─── Trecho selecionado
Na Continente de novembro de 2007, edição #83, publicamos uma resenha do jornalista André Dib sobre o livro Abreu e Lima – General de Bolívar, que foi relançado, à época, pela Cepe Editora. Abaixo, reproduzimos esse material.
Abreu e Lima em foco
Num momento em que o general Abreu e Lima é lembrado em acordos políticos, a Cepe Editora reedita o livro Abreu e Lima: General de Bolívar, de Vamireh Chacon
TEXTO André Dib
A reedição da biografia do general José Ignácio de Abreu e Lima chega num momento em que sua importância se recontextualiza diante do atual panorama político e econômico na América do Sul. O presidente Hugo Chávez, principal responsável por esse retorno, guarda bons motivos para reavivá-lo na memória coletiva: pouco conhecido em seu país natal, Abreu e Lima é o único brasileiro entre os oficiais que lutaram para a vitória de Simón Bolívar contra a dominação espanhola.
A partir dessa exaltação de antigas lutas libertárias é possível entender por que, para Chávez aprovar a parceria entre a Petróleos de Venezuela S/A (PDVSA) e a Petrobras na construção da nova refinaria em território brasileiro, foi decisiva a escolha do nome e local. Quando soube que Pernambuco, terra natal de Abreu e Lima, estava entre os candidatos aptos a receber o projeto, virou questão de honra que essa nova colaboração entre países se chame Refinaria Abreu e Lima.
De forma que Abreu e Lima, sua trajetória e suas ideias, ganharam novo fôlego com o gigantesco empreendimento que leva seu nome. Orçada em US$ 4 bilhões, esta será a quinta maior refinaria do país. Seu porte e importância histórica – foi esperada por quase meio século – emprestam ao herói da América espanhola um prestígio que ele nunca teve em vida. Desde o lançamento de sua pedra fundamental, em 2005, Abreu e Lima esteve novamente no discurso de estadistas, intelectuais, jornalistas e até de cineastas: o documentarista baiano Geraldo Sarno está em plena produção de um filme sobre o general.
“Abreu e Lima já é nome de cidade ao norte de Recife, onde se travou um dos combates da Rebelião Praieira, e, ao sul da capital pernambucana, surge empreendimento industrial de repercussão internacional evocando sua participação bolivariana”, escreve o historiador e cientista político Vamireh Chacon, na apresentação à nova edição de Abreu e Lima: General de Bolívar, um cuidadoso projeto da Companhia Editora de Pernambuco.
──────
─── Dados fornecidos
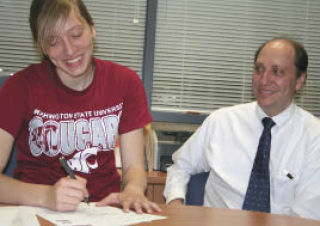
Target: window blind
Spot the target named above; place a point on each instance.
(204, 50)
(120, 33)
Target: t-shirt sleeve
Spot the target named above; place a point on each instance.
(135, 106)
(13, 102)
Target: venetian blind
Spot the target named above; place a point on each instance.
(120, 33)
(204, 50)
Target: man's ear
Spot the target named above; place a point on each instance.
(300, 81)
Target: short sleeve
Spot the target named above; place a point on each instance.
(135, 106)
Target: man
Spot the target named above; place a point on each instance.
(227, 142)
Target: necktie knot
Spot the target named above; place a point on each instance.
(268, 123)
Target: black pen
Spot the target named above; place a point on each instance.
(65, 166)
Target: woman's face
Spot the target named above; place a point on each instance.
(71, 49)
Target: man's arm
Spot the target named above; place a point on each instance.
(307, 192)
(188, 160)
(65, 195)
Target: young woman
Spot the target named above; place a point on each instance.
(72, 105)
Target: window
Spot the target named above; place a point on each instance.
(204, 51)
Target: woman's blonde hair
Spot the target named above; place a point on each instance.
(46, 16)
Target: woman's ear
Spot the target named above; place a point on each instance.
(93, 31)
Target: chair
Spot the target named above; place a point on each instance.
(11, 165)
(195, 190)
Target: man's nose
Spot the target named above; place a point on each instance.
(265, 77)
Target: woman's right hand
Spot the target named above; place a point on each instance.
(66, 194)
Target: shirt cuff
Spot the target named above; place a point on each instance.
(176, 193)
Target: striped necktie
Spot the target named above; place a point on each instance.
(258, 192)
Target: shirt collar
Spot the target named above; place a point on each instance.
(281, 118)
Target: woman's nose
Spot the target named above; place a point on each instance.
(69, 47)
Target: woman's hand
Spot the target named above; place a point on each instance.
(130, 199)
(66, 194)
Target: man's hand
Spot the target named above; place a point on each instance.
(66, 194)
(176, 202)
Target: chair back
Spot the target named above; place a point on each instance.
(11, 165)
(195, 190)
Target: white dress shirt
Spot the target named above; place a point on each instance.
(226, 145)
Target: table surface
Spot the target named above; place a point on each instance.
(202, 216)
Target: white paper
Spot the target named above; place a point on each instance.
(14, 216)
(94, 216)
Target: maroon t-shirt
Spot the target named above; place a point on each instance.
(49, 120)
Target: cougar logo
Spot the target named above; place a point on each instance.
(79, 161)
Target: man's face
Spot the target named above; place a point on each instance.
(274, 77)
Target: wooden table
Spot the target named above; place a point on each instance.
(202, 216)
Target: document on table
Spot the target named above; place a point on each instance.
(13, 216)
(91, 215)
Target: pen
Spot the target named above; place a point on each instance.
(65, 166)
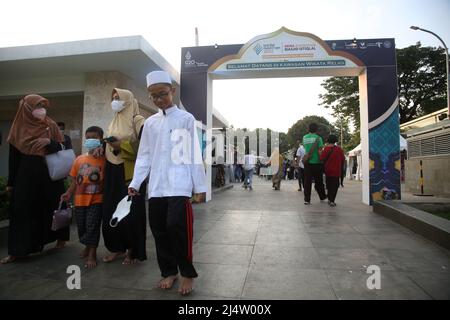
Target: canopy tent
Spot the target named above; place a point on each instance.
(357, 149)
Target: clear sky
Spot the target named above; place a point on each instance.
(169, 25)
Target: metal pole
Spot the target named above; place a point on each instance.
(196, 37)
(446, 64)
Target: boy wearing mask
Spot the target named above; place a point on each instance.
(87, 182)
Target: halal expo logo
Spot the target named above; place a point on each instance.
(258, 48)
(188, 62)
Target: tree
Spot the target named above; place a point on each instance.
(300, 128)
(422, 81)
(421, 86)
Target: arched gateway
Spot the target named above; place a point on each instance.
(286, 53)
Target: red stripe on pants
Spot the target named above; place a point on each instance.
(189, 218)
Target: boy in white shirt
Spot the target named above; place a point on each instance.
(169, 154)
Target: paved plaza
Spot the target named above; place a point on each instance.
(259, 244)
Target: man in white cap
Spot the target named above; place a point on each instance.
(173, 179)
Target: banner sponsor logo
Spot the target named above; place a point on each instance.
(286, 64)
(189, 62)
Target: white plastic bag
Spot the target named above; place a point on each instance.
(122, 210)
(59, 163)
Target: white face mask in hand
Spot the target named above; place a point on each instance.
(117, 105)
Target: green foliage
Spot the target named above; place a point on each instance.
(421, 81)
(300, 128)
(421, 86)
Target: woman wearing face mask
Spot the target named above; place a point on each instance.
(34, 196)
(128, 237)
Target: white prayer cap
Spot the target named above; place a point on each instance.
(155, 77)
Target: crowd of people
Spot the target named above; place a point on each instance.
(313, 160)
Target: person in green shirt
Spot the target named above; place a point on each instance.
(313, 167)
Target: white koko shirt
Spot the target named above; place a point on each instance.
(169, 153)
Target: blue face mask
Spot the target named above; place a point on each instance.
(92, 144)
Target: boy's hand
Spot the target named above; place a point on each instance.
(133, 192)
(42, 142)
(98, 152)
(65, 197)
(199, 197)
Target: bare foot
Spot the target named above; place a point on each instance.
(113, 256)
(128, 260)
(92, 258)
(83, 254)
(90, 263)
(186, 286)
(8, 259)
(60, 244)
(167, 283)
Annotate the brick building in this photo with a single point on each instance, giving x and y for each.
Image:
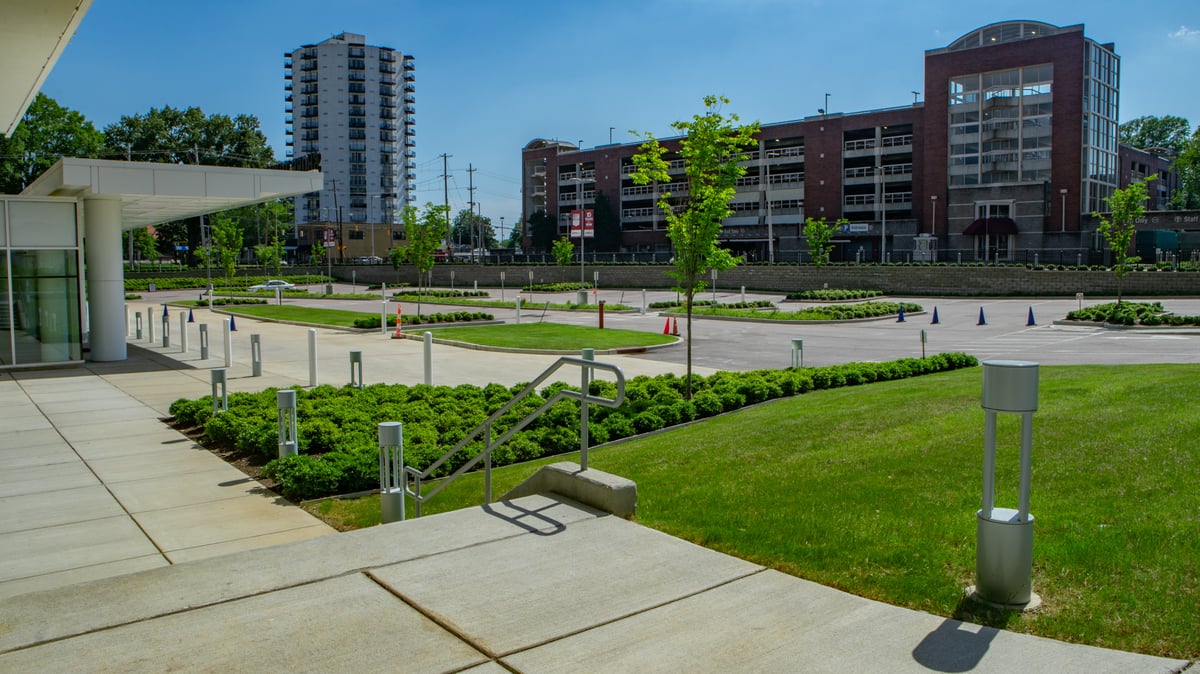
(1012, 149)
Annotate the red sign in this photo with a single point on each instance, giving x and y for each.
(588, 223)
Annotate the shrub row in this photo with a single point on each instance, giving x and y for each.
(369, 322)
(834, 295)
(337, 427)
(1132, 313)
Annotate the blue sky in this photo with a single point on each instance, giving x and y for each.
(495, 74)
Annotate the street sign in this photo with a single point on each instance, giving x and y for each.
(588, 223)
──────
● O que fazer:
[A] Explique, em uma a três frases e com base na resenha sobre Abreu e Lima, por que a refinaria empresta ao general um prestígio que ele nunca teve em vida.
[B] Copie da resenha sobre Abreu e Lima o trecho que começa em "Na Continente de" e termina em "reproduzimos esse material.", sem alterar nada.

● Respostas em ordem:
[A] O porte da refinaria e sua importância histórica, por ter sido esperada por quase meio século, emprestam a Abreu e Lima esse prestígio. Orçada em US$ 4 bilhões, ela será a quinta maior refinaria do país.

[B]
Na Continente de novembro de 2007, edição #83, publicamos uma resenha do jornalista André Dib sobre o livro Abreu e Lima – General de Bolívar, que foi relançado, à época, pela Cepe Editora. Abaixo, reproduzimos esse material.